--- begin SELECTED EXTRACT ---

Last week, a Utah County judge granted a two-month delay to hear a motion in the murder trial of Jerrod Baum.  He is facing murder charges for the deaths of Breylynne “Breezy” Otteson and Riley Powell.

In 2018, their bodies were found in an abandoned mine near Eureka.  Baum could be facing the death penalty if he’s found guilty, but no trial date has been set. Instead the families of Otteson and Powell continue to watch from the sidelines as motion after motion is filed and keeping the case bogged down.

“It’s a strain because all we want is to seek justice,” said Amanda Hunt, Breezy’s aunt.  “We feel like it’s inundated with extensions and it needs to go on longer right? We just want to go to trial.”

Over the past year the delays have mostly been at the request of Baum’s defense attorney.  The latest motion is to seek health records of Morgan Henderson, Baum’s girlfriend.  She pleaded guilty to several counts of obstruction of justice.  Henderson plans to testify that she saw Baum murder the teens.

There’s already been a delay when the defense asked the court to find the Utah County attorney in contempt for violating a gag order.

The latest motion to cause a delay was filed last week by the Utah County attorney who is asking for the removal of the defense attorney.

--- end SELECTED EXTRACT ---
--- begin DATA ROWS ---

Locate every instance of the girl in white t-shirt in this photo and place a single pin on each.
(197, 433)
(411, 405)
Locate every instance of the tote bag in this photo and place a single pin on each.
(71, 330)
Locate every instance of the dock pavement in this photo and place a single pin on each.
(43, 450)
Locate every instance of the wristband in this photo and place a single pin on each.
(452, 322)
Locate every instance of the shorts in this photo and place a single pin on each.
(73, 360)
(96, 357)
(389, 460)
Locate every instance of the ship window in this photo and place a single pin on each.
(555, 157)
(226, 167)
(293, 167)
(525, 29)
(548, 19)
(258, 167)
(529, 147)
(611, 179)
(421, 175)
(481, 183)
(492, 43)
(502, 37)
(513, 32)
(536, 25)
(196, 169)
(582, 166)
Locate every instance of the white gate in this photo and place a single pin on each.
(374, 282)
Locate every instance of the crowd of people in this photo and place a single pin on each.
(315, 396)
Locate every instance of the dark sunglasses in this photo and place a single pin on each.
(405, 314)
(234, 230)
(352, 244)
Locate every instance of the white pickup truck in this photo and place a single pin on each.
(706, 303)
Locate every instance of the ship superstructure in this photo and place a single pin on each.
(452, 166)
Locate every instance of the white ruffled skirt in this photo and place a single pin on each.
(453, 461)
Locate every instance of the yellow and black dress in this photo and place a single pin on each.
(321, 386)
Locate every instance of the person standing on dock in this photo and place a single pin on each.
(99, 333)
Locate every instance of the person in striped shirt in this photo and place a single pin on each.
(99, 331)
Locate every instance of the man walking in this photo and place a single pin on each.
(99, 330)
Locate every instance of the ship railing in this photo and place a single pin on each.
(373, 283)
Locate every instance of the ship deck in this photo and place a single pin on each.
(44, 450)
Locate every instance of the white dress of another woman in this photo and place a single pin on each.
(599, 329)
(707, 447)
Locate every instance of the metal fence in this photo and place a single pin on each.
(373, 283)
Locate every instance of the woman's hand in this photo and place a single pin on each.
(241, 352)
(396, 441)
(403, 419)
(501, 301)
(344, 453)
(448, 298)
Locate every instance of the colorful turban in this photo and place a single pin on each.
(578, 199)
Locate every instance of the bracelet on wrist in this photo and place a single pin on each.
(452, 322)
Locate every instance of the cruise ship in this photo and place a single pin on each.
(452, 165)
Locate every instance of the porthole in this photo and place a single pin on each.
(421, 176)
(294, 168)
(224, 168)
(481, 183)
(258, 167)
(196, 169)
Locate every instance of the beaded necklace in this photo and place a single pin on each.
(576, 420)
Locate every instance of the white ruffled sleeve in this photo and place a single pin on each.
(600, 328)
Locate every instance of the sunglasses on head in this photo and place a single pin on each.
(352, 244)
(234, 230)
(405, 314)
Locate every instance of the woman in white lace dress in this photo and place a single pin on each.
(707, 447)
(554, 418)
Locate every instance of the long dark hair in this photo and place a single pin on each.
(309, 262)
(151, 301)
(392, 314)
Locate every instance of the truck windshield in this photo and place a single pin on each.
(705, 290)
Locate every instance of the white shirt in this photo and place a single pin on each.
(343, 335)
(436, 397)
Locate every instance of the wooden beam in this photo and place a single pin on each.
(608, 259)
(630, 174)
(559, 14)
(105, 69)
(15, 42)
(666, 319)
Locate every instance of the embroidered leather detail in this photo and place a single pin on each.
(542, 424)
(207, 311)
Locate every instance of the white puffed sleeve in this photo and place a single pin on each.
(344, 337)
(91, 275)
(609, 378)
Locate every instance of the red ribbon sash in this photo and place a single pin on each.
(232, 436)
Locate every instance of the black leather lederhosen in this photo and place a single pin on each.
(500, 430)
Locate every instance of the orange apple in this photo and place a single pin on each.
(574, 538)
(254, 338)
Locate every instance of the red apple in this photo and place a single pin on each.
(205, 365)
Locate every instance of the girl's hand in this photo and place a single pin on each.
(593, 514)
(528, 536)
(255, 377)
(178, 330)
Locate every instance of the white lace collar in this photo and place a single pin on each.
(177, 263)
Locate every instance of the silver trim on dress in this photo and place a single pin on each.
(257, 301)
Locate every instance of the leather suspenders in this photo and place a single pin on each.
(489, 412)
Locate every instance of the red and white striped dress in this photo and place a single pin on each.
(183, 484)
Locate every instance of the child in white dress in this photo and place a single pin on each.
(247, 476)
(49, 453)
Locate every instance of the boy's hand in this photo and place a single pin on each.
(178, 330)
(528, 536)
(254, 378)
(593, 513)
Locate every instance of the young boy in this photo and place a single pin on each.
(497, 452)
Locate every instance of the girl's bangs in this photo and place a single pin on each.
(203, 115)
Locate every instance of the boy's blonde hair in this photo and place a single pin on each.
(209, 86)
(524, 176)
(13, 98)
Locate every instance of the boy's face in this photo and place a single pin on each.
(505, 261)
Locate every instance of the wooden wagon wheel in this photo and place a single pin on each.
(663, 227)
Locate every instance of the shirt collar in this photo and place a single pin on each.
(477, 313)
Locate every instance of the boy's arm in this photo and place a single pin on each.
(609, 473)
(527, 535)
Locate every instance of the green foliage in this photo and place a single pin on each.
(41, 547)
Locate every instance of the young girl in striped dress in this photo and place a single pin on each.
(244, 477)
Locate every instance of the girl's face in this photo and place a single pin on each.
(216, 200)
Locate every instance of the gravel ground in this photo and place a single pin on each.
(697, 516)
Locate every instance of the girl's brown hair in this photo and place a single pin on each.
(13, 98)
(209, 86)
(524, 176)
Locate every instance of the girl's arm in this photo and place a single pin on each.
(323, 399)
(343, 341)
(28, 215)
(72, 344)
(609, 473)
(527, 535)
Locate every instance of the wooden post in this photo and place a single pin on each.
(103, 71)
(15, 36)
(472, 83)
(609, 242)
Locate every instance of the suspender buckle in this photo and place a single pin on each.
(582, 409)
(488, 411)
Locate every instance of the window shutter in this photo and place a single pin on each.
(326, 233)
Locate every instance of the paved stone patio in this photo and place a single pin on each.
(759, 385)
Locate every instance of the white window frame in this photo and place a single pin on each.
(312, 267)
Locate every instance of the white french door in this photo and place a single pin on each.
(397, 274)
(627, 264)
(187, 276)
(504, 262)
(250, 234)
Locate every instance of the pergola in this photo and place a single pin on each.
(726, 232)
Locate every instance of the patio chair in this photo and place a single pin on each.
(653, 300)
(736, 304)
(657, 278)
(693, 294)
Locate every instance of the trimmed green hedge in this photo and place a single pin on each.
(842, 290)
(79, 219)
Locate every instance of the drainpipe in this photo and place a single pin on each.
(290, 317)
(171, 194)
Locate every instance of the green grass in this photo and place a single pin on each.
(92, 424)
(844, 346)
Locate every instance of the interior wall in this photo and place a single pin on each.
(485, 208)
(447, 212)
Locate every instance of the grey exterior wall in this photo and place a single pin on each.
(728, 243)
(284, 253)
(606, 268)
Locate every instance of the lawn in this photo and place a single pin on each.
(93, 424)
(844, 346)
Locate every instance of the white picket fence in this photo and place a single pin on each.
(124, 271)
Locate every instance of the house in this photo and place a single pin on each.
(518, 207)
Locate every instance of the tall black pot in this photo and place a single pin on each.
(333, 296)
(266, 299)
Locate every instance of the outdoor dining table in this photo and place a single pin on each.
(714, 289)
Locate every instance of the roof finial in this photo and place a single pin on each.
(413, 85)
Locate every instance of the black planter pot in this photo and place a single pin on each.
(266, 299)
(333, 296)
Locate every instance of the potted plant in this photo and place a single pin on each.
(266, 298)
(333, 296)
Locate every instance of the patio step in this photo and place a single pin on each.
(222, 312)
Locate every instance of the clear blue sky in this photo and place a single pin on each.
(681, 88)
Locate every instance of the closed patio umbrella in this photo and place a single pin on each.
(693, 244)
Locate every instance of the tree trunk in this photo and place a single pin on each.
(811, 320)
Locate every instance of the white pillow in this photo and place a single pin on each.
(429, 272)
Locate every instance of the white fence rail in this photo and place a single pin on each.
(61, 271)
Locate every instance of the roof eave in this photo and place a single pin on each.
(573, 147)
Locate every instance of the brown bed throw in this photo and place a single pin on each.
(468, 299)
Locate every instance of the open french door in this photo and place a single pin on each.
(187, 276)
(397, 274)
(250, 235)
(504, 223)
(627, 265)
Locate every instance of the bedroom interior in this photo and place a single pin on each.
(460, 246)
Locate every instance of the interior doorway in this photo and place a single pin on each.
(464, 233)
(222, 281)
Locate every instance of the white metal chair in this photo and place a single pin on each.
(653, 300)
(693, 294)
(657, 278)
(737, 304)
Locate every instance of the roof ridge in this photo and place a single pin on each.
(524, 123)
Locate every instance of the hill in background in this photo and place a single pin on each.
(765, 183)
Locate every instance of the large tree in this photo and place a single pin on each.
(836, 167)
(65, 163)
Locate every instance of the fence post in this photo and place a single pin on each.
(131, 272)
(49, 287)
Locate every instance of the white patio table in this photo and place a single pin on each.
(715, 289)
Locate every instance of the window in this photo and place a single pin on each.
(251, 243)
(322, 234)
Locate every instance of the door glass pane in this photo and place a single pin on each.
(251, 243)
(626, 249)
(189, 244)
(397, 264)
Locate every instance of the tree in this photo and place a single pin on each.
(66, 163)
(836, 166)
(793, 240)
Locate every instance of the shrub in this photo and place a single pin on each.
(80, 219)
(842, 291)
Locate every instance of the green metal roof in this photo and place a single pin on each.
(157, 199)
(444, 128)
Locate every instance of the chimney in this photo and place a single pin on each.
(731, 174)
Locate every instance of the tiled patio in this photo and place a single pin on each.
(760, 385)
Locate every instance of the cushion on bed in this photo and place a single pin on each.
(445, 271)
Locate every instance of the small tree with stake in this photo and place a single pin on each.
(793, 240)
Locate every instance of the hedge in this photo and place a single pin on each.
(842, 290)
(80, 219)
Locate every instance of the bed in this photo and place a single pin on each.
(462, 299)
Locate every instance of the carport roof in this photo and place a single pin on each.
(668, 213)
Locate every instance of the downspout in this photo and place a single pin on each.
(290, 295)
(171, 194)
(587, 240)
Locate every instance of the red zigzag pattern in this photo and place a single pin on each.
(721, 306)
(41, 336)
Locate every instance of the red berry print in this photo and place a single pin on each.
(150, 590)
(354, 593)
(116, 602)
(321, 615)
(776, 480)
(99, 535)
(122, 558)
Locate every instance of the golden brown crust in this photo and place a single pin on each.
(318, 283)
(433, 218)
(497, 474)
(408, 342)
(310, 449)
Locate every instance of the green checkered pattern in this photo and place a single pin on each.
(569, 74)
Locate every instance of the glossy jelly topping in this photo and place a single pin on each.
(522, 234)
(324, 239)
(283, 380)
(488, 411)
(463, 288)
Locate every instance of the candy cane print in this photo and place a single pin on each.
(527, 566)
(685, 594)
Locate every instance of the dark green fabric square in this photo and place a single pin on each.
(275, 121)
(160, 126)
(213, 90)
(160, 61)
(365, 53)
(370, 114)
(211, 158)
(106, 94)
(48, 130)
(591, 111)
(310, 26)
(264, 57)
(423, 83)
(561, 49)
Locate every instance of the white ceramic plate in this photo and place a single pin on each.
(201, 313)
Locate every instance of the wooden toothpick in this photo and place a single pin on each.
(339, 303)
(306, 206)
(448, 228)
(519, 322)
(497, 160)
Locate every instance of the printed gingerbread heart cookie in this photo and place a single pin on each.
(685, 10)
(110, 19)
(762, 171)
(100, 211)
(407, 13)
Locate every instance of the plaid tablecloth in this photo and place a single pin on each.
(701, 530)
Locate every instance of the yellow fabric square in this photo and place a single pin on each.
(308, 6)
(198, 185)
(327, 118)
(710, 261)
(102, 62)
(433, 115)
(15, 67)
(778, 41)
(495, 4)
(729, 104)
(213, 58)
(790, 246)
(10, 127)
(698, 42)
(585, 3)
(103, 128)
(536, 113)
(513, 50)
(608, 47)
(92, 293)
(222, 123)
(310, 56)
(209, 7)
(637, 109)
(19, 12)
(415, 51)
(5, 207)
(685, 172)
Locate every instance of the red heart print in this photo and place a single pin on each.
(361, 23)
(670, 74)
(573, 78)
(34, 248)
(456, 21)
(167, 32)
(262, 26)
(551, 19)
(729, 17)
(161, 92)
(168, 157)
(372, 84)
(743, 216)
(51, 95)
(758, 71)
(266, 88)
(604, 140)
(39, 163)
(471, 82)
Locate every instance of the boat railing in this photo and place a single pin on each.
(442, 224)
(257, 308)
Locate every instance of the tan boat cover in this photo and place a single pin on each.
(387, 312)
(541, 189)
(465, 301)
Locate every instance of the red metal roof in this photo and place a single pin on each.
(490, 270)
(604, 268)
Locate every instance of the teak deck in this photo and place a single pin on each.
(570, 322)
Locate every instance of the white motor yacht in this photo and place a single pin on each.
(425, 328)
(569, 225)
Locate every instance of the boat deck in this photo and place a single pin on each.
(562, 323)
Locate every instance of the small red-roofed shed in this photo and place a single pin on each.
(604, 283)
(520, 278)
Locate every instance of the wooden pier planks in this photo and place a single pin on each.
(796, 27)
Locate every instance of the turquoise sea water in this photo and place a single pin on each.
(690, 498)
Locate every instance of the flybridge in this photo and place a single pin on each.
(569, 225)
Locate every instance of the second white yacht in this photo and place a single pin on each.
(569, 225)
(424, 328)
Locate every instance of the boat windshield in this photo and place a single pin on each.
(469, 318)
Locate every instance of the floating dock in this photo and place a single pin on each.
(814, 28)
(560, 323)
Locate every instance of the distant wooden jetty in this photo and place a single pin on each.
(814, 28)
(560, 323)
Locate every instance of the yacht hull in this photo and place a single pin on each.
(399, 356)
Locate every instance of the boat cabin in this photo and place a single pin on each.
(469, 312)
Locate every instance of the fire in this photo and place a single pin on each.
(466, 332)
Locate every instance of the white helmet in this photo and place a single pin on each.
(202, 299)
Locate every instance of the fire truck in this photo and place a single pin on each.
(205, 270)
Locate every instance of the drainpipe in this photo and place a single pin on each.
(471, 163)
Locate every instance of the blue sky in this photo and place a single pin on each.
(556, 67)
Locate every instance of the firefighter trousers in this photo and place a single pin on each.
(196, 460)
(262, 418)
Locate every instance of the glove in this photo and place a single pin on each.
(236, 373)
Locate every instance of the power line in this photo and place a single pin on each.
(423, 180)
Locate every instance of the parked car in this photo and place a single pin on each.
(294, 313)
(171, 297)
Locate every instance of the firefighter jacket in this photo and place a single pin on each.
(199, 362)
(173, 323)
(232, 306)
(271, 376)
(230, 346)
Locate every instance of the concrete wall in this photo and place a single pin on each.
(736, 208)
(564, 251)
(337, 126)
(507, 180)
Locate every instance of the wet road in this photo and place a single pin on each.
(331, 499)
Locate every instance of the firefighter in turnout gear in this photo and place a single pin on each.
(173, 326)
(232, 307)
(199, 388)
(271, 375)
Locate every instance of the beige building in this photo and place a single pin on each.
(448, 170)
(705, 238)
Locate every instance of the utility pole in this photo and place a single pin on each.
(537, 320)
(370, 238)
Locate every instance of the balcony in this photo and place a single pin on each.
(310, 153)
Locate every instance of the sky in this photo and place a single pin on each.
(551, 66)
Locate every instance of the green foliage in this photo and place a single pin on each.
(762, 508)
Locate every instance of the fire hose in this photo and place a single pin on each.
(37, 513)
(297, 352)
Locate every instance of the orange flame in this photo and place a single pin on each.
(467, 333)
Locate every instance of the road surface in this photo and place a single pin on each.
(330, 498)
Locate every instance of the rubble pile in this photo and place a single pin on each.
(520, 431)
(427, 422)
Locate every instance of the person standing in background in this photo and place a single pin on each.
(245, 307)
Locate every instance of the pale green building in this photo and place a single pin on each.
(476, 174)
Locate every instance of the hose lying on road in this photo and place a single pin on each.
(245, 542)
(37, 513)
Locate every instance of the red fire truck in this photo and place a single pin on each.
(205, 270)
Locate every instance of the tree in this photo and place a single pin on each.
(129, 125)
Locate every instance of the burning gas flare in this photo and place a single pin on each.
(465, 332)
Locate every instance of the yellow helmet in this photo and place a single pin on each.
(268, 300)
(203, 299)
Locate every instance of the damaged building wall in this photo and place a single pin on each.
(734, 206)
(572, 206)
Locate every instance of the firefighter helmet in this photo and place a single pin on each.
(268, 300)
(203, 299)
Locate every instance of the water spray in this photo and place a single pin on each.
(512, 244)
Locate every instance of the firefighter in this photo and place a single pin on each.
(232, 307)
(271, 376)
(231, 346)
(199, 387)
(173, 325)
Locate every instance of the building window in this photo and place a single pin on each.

--- end DATA ROWS ---

■ TASKS TO PERFORM ■
a. Display each line of the records that contains the string "striped", treating uppercase and lowercase as different.
b. Resume the news report on the delays in Jerrod Baum's murder trial, starting right after its final sentence.

■ RESPONSES BY TASK ■
a.
Locate every instance of the person in striped shirt in this photo and place a single pin on each.
Locate every instance of the red and white striped dress in this photo and place a single pin on each.
Locate every instance of the young girl in striped dress in this photo and place a single pin on each.

b.
“I didn’t expect it to take three years before trial,” Hunt said.  “We were thinking along the lines of two.  Now we’re past that two year mark and I don’t know when we go to trial.”

An attorney who represents victims of crime says two years is the typical wait time for a trial.
Brandon Merrill with Utah Homicide Survivors said the delays in the Baum case are rare.

“It is definitely something that can often make the victims feel hurt and unheard,” said Merrill.  “Because they want to make sure that justice for their family members is being done and being done quickly.” 

Merrill recommends families seek a crime victims rights attorney to help guide them through the process. Under the law, the state will provide a crime victims attorney.

Hunt and Powell do have one but she still feels left out. 

“It’s hard,” Hunt said.  “It’s hard to keep going.  Fortunately we have a community to help us get through this.”